SOBER is a stream cipher designed around an LFSR over GF(2^8), that is,
where the elements of the register are bytes, not bits. The paper about
it is about to be published in the proceedings of the 1998 Australian
Conference on Information Security and Privacy. Source code and a
preprint of the paper are available at http://www.home.aone.net.au/qualcom
m . The point of it is to leverage the "practical designs" bit while
eliminating the "inefficient" bit.

> If MT is faster than
>LFSR, can enough of them be used to make guessing the state (currently)
>impractical? Or, looked at another way, if a maximal length LFSR with an
>internal state of 624 bytes has a period of 2^(8*624) - 1, and an MT has
a
>period of 2^19937 - 1, doesn't it make MT substantially better for stream
>ciphers than LFSRs?

▬▬▬

— ACTIONS TO TAKE —
a - Answer these questions using the SOBER passage:
(i) What are the elements of SOBER's register?
(ii) In which proceedings is the paper on SOBER about to be published?
(iii) What period does the quoted message give for an MT?
b - Carry on writing the SOBER passage from the point where it stops.
The entries that come next are separate material, unconnected to the SOBER passage.

▬▬▬

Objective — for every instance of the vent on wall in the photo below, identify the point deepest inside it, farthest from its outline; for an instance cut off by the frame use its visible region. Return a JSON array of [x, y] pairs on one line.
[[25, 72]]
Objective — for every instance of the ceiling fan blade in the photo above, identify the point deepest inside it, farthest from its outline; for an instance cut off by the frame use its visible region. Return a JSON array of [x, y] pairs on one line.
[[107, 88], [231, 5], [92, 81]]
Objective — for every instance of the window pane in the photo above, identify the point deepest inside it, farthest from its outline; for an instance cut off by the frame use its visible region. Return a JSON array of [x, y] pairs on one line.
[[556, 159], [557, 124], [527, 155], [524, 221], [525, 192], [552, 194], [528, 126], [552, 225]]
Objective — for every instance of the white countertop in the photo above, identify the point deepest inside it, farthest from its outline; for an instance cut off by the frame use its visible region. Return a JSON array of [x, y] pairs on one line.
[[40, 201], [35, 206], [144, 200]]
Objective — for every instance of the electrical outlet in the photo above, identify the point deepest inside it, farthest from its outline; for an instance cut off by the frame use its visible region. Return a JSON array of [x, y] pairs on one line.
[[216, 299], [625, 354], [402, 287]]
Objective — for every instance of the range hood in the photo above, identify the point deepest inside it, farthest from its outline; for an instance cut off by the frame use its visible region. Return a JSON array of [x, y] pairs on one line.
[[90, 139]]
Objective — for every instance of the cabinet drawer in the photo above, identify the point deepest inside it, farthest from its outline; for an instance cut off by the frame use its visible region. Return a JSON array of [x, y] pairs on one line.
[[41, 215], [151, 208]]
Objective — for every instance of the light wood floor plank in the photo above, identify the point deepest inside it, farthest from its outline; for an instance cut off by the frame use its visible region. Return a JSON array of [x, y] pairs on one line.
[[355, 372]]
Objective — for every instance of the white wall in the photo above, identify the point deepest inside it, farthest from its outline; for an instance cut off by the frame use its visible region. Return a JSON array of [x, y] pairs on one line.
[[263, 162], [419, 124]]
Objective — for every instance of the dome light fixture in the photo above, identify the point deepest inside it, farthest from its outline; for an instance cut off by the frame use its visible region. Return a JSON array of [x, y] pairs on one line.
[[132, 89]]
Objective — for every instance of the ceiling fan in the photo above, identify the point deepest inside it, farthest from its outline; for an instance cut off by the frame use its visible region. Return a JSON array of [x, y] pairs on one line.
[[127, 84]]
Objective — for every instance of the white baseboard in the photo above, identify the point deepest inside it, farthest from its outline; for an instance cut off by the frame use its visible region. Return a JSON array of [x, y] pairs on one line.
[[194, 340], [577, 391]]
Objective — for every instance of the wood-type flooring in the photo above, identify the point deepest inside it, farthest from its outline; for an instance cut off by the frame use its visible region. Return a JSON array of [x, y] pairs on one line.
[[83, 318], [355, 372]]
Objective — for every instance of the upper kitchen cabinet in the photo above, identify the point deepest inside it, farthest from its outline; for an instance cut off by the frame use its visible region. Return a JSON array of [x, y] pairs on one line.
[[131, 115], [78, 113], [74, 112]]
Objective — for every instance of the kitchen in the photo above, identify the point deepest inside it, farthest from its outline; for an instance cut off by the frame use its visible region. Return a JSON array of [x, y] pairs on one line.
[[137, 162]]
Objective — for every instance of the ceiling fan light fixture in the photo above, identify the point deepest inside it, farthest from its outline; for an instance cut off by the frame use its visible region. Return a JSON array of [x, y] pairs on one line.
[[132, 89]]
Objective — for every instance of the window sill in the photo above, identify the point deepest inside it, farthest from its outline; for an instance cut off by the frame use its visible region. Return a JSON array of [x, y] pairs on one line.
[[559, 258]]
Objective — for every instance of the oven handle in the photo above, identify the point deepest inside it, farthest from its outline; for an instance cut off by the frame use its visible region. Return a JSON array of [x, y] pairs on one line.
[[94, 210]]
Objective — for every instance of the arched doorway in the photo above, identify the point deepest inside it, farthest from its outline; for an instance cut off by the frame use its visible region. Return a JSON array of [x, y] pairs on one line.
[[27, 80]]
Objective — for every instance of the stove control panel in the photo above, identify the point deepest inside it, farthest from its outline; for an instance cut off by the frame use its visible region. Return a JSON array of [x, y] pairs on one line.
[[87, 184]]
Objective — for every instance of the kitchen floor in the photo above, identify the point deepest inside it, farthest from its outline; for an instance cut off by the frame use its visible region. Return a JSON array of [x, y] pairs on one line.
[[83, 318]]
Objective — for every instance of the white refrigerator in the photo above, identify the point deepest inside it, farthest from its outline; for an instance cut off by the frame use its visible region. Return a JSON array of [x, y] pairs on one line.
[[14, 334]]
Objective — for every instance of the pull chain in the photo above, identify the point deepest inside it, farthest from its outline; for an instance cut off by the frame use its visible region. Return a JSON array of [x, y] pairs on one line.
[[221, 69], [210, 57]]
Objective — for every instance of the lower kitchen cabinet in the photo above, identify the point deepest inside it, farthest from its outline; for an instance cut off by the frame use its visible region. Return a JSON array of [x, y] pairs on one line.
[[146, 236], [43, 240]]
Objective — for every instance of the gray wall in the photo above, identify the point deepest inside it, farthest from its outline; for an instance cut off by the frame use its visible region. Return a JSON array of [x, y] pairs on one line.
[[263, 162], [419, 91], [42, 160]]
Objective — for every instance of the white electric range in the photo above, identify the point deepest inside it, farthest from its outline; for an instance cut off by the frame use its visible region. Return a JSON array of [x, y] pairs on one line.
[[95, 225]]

▬▬▬

— RESULTS OF THE TASKS —
a -
(i) Bytes, not bits.
(ii) The proceedings of the 1998 Australian Conference on Information Security and Privacy.
(iii) 2^19937 - 1.

b -
I haven't yet read about the mersenne twister, so take what I say with a
grain of salt, but the real question is just how much information about
the state leaks back out, and how much work you have to do to disguise
it. As the state gets larger, though, you approach all the same problems
as you have any time you need to truck around large amounts of
information to do anything. People think 1024-bit RSA keys are bad...
what about something nearly 20 times as big just to do symmetric crypto!

By the way, your comparison is unfair... I believe that MT uses 624
thirty-two bit *words*, not bytes. If it only has 624 bytes of state, its
period is provably no better than that of the LFSR.

Anyway, if the thing is really secure, no more than 256 bits of state
could possibly matter.

Greg.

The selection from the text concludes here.